▼
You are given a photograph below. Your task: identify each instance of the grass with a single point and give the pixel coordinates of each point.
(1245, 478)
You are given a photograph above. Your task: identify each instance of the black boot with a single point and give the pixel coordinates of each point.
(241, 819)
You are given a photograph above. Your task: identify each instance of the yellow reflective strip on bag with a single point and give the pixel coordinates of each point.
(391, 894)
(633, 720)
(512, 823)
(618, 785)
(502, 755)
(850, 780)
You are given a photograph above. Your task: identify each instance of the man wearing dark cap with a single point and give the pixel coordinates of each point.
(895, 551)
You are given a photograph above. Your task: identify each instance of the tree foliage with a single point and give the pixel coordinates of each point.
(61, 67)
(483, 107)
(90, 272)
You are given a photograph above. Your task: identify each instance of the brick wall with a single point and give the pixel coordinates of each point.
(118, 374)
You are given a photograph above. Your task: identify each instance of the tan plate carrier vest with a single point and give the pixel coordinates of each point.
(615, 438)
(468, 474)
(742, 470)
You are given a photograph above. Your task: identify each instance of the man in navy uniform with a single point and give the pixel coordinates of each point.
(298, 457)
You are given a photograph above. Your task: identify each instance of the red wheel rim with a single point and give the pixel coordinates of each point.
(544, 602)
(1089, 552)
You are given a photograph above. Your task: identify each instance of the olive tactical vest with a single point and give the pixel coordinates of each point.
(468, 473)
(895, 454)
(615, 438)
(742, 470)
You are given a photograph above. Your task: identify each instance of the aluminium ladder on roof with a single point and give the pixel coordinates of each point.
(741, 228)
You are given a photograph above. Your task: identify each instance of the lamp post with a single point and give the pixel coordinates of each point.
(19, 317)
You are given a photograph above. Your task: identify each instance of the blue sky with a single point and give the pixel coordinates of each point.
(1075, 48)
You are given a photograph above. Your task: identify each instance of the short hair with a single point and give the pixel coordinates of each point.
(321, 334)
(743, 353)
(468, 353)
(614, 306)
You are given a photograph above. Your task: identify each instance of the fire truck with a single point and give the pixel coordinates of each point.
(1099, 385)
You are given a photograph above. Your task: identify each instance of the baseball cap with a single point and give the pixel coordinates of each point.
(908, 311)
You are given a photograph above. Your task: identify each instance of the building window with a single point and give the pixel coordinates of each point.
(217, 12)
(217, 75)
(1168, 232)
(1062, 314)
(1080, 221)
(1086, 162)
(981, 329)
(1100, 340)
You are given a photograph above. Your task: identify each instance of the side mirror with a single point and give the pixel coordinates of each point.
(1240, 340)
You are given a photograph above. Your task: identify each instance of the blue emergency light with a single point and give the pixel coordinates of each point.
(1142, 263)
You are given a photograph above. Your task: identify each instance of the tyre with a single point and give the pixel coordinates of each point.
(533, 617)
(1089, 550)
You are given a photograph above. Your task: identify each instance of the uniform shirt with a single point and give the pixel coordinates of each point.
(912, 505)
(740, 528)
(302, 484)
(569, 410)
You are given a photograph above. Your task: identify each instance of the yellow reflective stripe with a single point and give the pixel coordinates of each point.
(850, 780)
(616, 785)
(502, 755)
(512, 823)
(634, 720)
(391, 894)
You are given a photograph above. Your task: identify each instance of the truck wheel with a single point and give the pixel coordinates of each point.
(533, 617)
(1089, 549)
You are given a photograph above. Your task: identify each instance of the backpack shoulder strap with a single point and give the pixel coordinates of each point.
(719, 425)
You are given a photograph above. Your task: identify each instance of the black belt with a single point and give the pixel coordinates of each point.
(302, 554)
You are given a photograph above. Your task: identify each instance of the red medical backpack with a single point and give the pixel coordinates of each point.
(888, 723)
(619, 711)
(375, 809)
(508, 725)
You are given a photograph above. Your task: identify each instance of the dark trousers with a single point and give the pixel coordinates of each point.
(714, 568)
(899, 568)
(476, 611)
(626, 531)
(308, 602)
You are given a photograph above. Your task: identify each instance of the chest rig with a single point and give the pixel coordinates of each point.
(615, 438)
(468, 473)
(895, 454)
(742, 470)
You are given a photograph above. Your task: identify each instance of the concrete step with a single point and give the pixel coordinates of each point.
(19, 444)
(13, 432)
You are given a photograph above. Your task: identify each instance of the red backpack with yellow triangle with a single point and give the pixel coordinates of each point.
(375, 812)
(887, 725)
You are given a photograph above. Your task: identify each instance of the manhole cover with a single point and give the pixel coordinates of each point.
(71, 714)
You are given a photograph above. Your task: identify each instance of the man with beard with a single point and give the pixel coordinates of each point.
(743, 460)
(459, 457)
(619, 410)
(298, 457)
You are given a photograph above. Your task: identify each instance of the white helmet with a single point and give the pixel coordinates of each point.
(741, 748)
▲
About this task =>
The required answer is the complete data, repeated exactly.

Response for this exercise =>
You are given a photograph below. Your task: identify each instance of the grass with a single point and give the pixel coordinates of each point.
(1245, 478)
You are given a photograph above. Your task: identify each instance of the black boot with a single point and give the pixel coordinates of each point.
(241, 819)
You are given a photograph above. Your task: identify each instance of the yellow reflective strip on bag with a single point and give the pixel coordinates of each point.
(391, 894)
(633, 720)
(512, 823)
(618, 785)
(502, 755)
(850, 780)
You are given a photograph above. Your task: identify each instance of the man wearing dark cap with a single point and give the pixel coordinates of each point.
(895, 551)
You are given a photograph above. Your task: identify each instance of the tree foliage with a single point and give the pixel coordinates of each point.
(61, 67)
(483, 107)
(90, 272)
You are given a photograph above. Your task: identify each instance of the brick wall with a single point and give the pixel coordinates of each point.
(118, 374)
You are given a photograph above. Your task: identify each instance of the tan plate carrier vest with a single point and give the pixel coordinates of each point.
(615, 438)
(468, 474)
(742, 470)
You are given a photograph above. Your task: identify each instance of the man in navy uniform with a single point and give the pixel coordinates of each point.
(298, 457)
You are given a photograph above. Your task: identify each instance of the red wheel rim with a single point and give the pixel coordinates of each point.
(544, 602)
(1089, 552)
You are given a photograph above. Your task: identify each instance of the olive tactical vest with a single point and give the pixel coordinates of each point.
(468, 473)
(895, 454)
(615, 438)
(742, 470)
You are given a photograph above. Your task: identify each instance of the aluminium ladder on roof with a single point and give the pixel coordinates of each point.
(741, 228)
You are given a photograph above. Your task: identify each instance of the lamp post with a single point and give the pixel coordinates of each point.
(19, 317)
You are given a photograph above. Your task: identify each instance of the blue sky with a single point and give the pixel coordinates of each point.
(1075, 48)
You are given a photograph above. Your task: identify each instance of the short hair with a single point and give the pixel coordinates of each point.
(321, 334)
(743, 353)
(468, 353)
(614, 306)
You are given a photograph above. Your task: identify each instance of the fire truck with a single point and give the pixel coordinates of each point.
(1099, 385)
You are given a photograph above. Your task: identify each instance of the baseball cap with a single point and give the pixel coordinates of each point.
(908, 311)
You are given a photograph above. Your task: identify each instance of the building window with a single point and give the pixel coordinates of each point.
(217, 12)
(217, 75)
(1168, 232)
(1062, 314)
(1080, 221)
(1086, 162)
(981, 329)
(1100, 340)
You are given a photograph above. Your task: identify each instance of the side mirror with a single point and give the pixel coordinates of each point.
(1240, 340)
You are given a photograph above. Your task: identify each instance of the blue emergency light with a single point and give the pixel coordinates of each point.
(1142, 263)
You are given a photograph above. Your task: identify each instance of the tyre with a single point and give the pixel coordinates of each point.
(533, 617)
(1089, 550)
You are given a photograph above. Your task: identify each instance of the uniform shirt with a single point and give the pixel coordinates of each point.
(912, 505)
(740, 528)
(302, 484)
(569, 410)
You are given a photograph above. Your task: identify each instance of the yellow reflective stripe with a single point and give the pixel coordinates of each point.
(850, 780)
(616, 785)
(502, 755)
(512, 823)
(634, 720)
(391, 894)
You are given a photograph above. Your task: identify each instance of the truck wheel with a single point and give the pixel coordinates of each point.
(533, 617)
(1089, 549)
You are given a photograph above. Your task: identify each instance of the backpack shoulder strap with a single point and give the pixel coordinates of each point.
(719, 425)
You are given a photograph above. Your task: identify each instance of the black belt with a single point and give the pixel coordinates of each point.
(302, 554)
You are given a photograph above. Your task: identify each instance of the red medical backpack with a single point and give the pixel coordinates of each point.
(888, 723)
(619, 711)
(375, 809)
(508, 725)
You are given a photograph above. Your task: identify each instance of the dark trousers with a single point and give the pixel coordinates of each point.
(714, 568)
(899, 568)
(476, 611)
(626, 531)
(308, 602)
You are given a photograph above. Your task: identify each instance of the chest rig with a single point and give the pixel coordinates of each point.
(615, 438)
(468, 473)
(895, 454)
(742, 470)
You are given a photograph above. Your task: identify each instance of the concrete step with a single point and give the pixel coordinates of each point.
(19, 444)
(13, 432)
You are given a photograph above. Your task: identify each instance of the red backpack with yellow triangle with a single point and give the pixel coordinates of each point.
(375, 812)
(887, 725)
You are given a photograph above. Your task: identify each instance of the manhole cover with a single point and give the pixel coordinates of each point.
(71, 714)
You are given a photograph above. Your task: identify each instance of the man with beard with a single point and give the pixel coordinates of each point.
(743, 460)
(459, 457)
(619, 410)
(298, 457)
You are given a photograph above. Your task: identify each instance of the white helmet with a single point and give the pixel coordinates of each point.
(741, 748)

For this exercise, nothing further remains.